SHORT EXERCISE: Recast all of the records below as a two-column CSV with the columns request and points, one row per request. Put the request text and its answer each in one quoted field with line breaks turned into spaces, and leave out the pictures.

[Dataset rows on where objects appear]
○ ○ ○ ○ ○
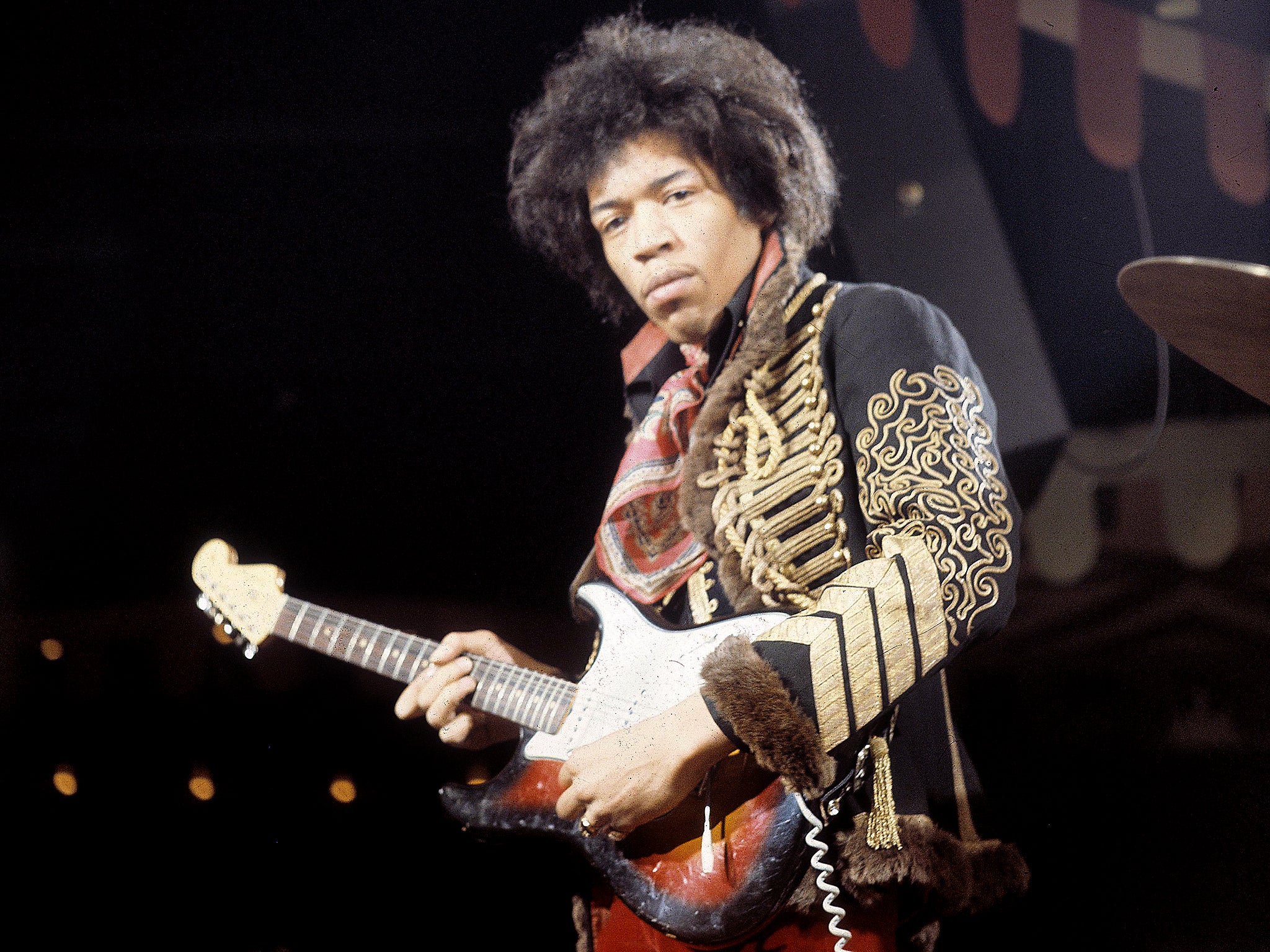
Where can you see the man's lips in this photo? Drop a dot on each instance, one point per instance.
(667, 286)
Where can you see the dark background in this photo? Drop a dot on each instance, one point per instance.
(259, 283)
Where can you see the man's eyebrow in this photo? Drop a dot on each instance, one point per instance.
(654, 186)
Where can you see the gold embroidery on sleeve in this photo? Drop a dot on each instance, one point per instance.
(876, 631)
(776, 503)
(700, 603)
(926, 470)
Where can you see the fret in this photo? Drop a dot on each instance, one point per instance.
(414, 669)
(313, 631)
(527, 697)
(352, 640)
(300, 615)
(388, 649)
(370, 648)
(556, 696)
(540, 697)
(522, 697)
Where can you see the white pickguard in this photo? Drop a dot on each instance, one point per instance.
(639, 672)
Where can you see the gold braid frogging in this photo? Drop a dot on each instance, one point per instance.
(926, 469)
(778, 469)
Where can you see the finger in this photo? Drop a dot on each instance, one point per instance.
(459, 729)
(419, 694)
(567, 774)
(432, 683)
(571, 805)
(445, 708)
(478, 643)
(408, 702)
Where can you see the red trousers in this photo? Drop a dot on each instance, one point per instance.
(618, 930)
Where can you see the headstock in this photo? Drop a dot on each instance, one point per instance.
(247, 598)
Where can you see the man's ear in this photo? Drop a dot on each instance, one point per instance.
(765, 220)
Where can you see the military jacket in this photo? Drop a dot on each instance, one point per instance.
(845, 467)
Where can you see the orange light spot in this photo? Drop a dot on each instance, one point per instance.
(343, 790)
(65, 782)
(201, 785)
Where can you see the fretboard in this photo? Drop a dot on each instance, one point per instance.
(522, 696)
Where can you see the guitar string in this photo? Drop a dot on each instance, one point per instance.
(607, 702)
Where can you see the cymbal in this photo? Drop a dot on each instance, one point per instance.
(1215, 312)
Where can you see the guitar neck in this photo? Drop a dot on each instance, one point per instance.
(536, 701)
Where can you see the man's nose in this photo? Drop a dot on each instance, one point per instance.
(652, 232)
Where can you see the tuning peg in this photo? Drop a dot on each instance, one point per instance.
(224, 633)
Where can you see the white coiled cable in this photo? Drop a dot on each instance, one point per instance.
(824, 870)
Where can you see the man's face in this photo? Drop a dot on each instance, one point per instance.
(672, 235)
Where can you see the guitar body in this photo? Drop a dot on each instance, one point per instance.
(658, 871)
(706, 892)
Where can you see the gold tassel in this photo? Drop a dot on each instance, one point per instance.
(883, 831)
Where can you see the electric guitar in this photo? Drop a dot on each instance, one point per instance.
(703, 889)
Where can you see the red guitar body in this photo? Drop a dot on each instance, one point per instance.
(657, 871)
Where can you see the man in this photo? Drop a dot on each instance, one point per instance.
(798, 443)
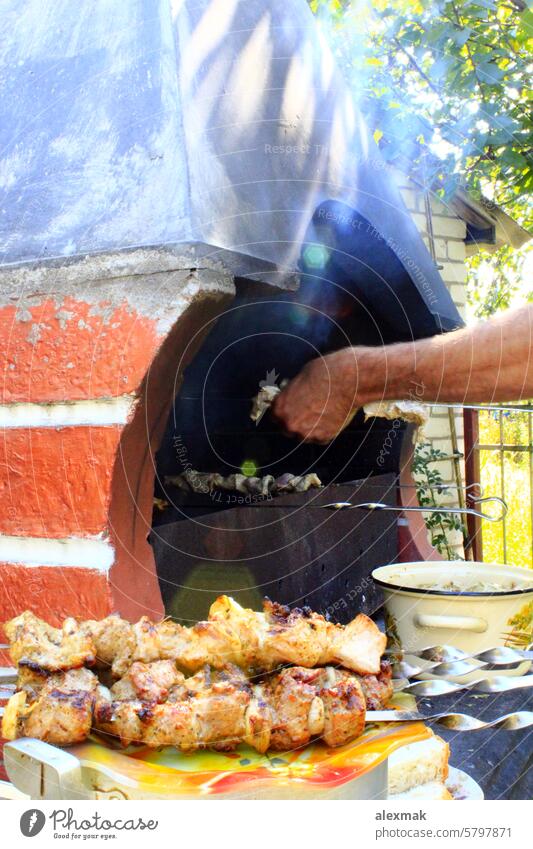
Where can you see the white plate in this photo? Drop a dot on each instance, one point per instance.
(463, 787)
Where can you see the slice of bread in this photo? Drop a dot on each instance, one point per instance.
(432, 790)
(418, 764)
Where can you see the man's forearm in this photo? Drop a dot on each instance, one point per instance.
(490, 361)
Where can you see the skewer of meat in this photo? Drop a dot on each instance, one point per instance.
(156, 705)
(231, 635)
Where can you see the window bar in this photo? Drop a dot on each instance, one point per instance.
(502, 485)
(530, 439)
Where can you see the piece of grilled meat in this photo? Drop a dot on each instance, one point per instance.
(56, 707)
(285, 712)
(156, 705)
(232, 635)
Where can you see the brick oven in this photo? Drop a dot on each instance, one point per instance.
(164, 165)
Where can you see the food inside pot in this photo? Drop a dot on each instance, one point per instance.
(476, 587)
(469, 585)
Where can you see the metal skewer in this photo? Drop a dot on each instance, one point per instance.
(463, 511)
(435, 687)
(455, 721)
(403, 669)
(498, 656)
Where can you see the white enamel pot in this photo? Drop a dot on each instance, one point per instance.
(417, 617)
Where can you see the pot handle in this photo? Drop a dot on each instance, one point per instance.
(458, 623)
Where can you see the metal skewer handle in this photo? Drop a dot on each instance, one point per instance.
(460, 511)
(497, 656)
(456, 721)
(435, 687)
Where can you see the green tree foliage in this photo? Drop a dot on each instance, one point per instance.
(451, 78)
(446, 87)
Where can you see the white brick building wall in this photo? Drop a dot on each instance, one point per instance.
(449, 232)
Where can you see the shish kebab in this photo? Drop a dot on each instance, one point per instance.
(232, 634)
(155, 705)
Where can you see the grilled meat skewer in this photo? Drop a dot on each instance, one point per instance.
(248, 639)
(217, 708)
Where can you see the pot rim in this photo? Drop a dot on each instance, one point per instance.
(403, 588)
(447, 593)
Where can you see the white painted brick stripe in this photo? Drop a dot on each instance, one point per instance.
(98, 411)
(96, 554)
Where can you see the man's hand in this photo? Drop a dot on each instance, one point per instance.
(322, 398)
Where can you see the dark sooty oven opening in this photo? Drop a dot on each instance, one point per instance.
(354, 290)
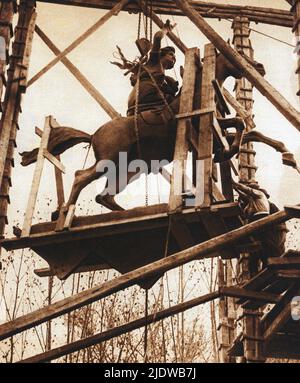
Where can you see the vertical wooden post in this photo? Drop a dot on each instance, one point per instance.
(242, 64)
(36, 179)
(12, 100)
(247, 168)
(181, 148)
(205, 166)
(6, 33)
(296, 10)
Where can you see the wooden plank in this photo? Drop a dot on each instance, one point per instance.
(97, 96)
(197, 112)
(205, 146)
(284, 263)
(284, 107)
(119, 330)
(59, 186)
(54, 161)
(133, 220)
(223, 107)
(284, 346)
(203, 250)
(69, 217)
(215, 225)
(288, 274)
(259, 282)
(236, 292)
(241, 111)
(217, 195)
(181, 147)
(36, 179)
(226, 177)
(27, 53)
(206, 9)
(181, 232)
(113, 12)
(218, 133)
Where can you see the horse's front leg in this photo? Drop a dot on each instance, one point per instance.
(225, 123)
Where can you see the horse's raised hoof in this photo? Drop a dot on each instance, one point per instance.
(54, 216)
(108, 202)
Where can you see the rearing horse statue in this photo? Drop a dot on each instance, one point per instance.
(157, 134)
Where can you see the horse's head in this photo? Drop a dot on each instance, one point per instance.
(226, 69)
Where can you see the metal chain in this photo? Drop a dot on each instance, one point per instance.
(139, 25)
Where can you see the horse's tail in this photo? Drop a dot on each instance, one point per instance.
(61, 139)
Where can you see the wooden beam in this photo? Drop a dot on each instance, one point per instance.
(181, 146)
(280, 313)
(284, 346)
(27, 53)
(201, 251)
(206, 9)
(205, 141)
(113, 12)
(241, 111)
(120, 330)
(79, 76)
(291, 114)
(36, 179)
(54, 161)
○ ○ ○ ○ ○
RESPONSE TO THE EXERCISE:
request,points
"Where can you see the man's lips in this photo? Drop a dot on each instance, one point per instance.","(667, 286)"
"Where can you see the dark background in this photo? Drop a dot on each instance, one point per instance.","(259, 283)"
"Where can you see the man's eyebrow in this photo? Drop a dot on each instance, one point per instance.","(654, 186)"
"Where can you see the gold embroidery on sleeve in this photo? Drop a dot on each instance, one point per instance.","(876, 631) (776, 503) (700, 603) (926, 470)"
"Where can you see the fret in this photo? Drop a dot on each instance, one point per instance.","(414, 669) (313, 631) (527, 697) (352, 640) (300, 615) (388, 649) (370, 648) (556, 696) (540, 697) (522, 697)"
"Where can you see the white pickguard in this photo? Drop a dot on each instance, one point per instance.","(639, 672)"
"Where can you see the gold braid frogging in this photo? Drop a dot on each instance, one point per instance.","(926, 469) (778, 469)"
"Where can you see the finger in this photo? Drop a dot on each instance, one point per instance.","(459, 729) (419, 694) (567, 774) (432, 683) (571, 805) (445, 708) (478, 643) (408, 702)"
"Where can you see the red trousers in this photo? Drop a dot on each instance, one point per instance.","(618, 930)"
"Where can you see the headstock in this photo? Drop a dot on each instance, one point per instance.","(247, 598)"
"Where can you see the man's ear in this photo? Drop a dot on each instance, one point per instance.","(765, 220)"
"Where can you see the military jacket in this photo? Drop a dot on each instance, one point per instance.","(845, 467)"
"Where can you see the orange light spot in this photo? Drop a dot on each instance, one point per instance.","(343, 790) (65, 782) (201, 785)"
"Where can you see the fretboard in this photo? Drop a dot on each instance, one point per instance.","(522, 696)"
"Where can you see the guitar string in this photo? Drop a dot on each instance, one point per instance.","(607, 702)"
"Where can you see the cymbal in this photo? Drop a dot on each instance, one point per instance.","(1215, 312)"
"Where can you see the guitar neck in this photo? Drop a dot on each instance, one point per instance.","(536, 701)"
"Where can you see the man's nose in this photo? Drop a dot on each instance, one point per instance.","(652, 232)"
"Where can you see the tuning peg in this photo? Drop a dot on each instance, one point per instance.","(224, 633)"
"Where can you see the white coiled cable in this photo? Drop a dot on each instance, one point per instance.","(824, 870)"
"Where can you see the man's face in this photo? Drop a dot on each instance, one point per instance.","(672, 235)"
"Where can you see the guitar body in this photo? Drop a dot on each instance, one point per instance.","(658, 871) (706, 892)"
"Where can you see the gold tassel in this photo? Drop a dot on each instance, one point per instance.","(883, 831)"
"Where can you see the electric guitar in this photo? Drop a dot on each instance, one point per instance.","(703, 889)"
"Where can you see the red guitar body in this photo? Drop a dot on each instance, one point per instance.","(657, 871)"
"Where can you see the man in this photo? Drop a dot on each instance, one point per instance.","(798, 443)"
"Where can you see the white plate in this photo? Drop a dot on each instance, one point per instance.","(463, 787)"
"Where can you see the slice of bread in this photo? Drop a dot on each instance, one point per instance.","(432, 790) (418, 764)"
"Where can you see the man's forearm in this photo? Drop a dot on each instance, one point per instance.","(490, 361)"
"Where can you see the skewer of meat in this photo? Drop a dot on each instance, one point per instance.","(156, 705) (231, 635)"
"Where can you see the window bar in this photo? Drop a dot on each instance, one point per instance.","(502, 485) (530, 439)"
"Where can you see the piece of grilled meat in this photo? Drop a dot on each instance, one point per instance.","(56, 707) (285, 712) (156, 705) (232, 635)"
"Where can you see the brick oven in this photo? Drop a dot on each instance, one point per instance.","(164, 165)"
"Where can you see the food inside pot in this photo? Drop a dot on each instance, one point per instance.","(476, 587) (469, 585)"
"Where can you see the metal skewer in this photo? Drop a dot on each instance, one point per instance.","(463, 511) (435, 687) (455, 721) (403, 669) (498, 656)"
"Where can you see the white enamel pot in this photo? Drop a dot on each instance, one point per instance.","(417, 617)"
"Where can you see the pot handle in this photo? Drop a dot on each instance, one point per instance.","(458, 623)"
"Where can you see the metal skewer handle in this photo? Drop a dot on each instance, one point per instance.","(460, 511) (497, 656) (456, 721) (435, 687)"
"Where can you see the green tree foliage in this photo? Drop a dot on each instance, one point per instance.","(451, 78) (446, 87)"
"Where can you see the white brick building wall in this photo? Drop a dot on each instance, one point per instance.","(449, 232)"
"Where can you see the shish kebab in this photo? Drop a dot on each instance, one point per instance.","(232, 634) (155, 705)"
"Where can you see the grilled meat skewer in this photo? Drop a dot on each instance, one point per instance.","(248, 639) (217, 708)"
"Where can you see the pot rim in this photo? Drop a dot on each instance, one point per instance.","(403, 588) (447, 593)"
"Where can you see the white painted brick stripe in this photo? Drop a dot on each instance, one point per instance.","(98, 411) (96, 554)"
"Where can you see the man's hand in this photo? Drop a dot on each instance, one point per instance.","(322, 398)"
"Where can you see the dark sooty oven opening in this photo? Drop a dot on each instance, one point per instance.","(354, 290)"
"Where can you see the vertical wooden post in this photo? Drop a dot on each instance, one point per instance.","(242, 64) (36, 179) (12, 100) (247, 168) (181, 148) (205, 166) (6, 33) (296, 10)"
"Where can you see the wooden plank in this photo? Drop a dot on each instance, one point per instance.","(97, 96) (197, 112) (205, 146) (284, 263) (284, 107) (119, 330) (59, 186) (54, 161) (133, 220) (223, 107) (284, 346) (203, 250) (69, 217) (215, 225) (288, 274) (259, 282) (236, 292) (241, 111) (217, 195) (181, 147) (36, 179) (226, 177) (27, 53) (206, 9) (181, 232) (113, 12) (218, 133)"
"Where can you see the horse's front leg in this photo? Drop a dot on each instance, one point per instance.","(225, 123)"
"Where can you see the horse's raised hoof in this photo? Drop a dot on each instance, one point per instance.","(54, 216) (108, 202)"
"Where can you see the rearing horse statue in this photo? Drop a dot on each instance, one point per instance.","(157, 134)"
"Where can you see the horse's head in this photo? Drop a dot on each instance, one point per instance.","(226, 69)"
"Where can you see the metal chain in this photo? Drop a dot on each instance, one point per instance.","(139, 25)"
"Where can you see the horse's tail in this photo? Drop a dot on each instance, one point per instance.","(61, 139)"
"Where can you see the wooden beam in this photo? Drop a dot on each instance, one point per instance.","(181, 146) (280, 313) (284, 346) (27, 53) (201, 251) (206, 9) (205, 141) (113, 12) (241, 111) (120, 330) (79, 76) (291, 114) (36, 179) (54, 161)"